─── Information provided

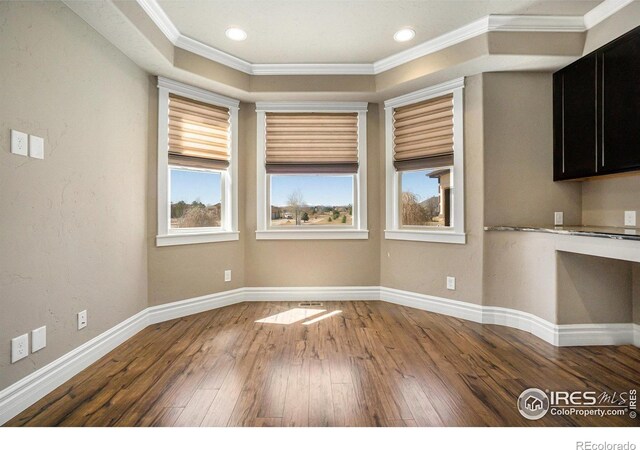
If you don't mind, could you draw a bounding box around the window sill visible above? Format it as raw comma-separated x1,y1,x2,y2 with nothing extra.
384,229,466,244
256,229,369,240
156,231,239,247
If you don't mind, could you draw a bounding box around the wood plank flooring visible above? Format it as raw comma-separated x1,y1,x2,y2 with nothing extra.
6,301,640,426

──────

▸ **Instructions for the task**
Your answer must be an exact copy of the listing, with every picture omitted.

▸ **Written response**
If you don't mind, could you draw a bounding box around the window sill visible above? Format it as raw comma-separated x1,y1,x2,y2 with nothing extra.
384,229,466,244
256,229,369,240
156,231,239,247
If you don't mind, could you draw a bounding box around the wood plank flooring visible above? Format it as raw comma-separated x1,y1,x2,y2 with nothing extra.
6,301,640,426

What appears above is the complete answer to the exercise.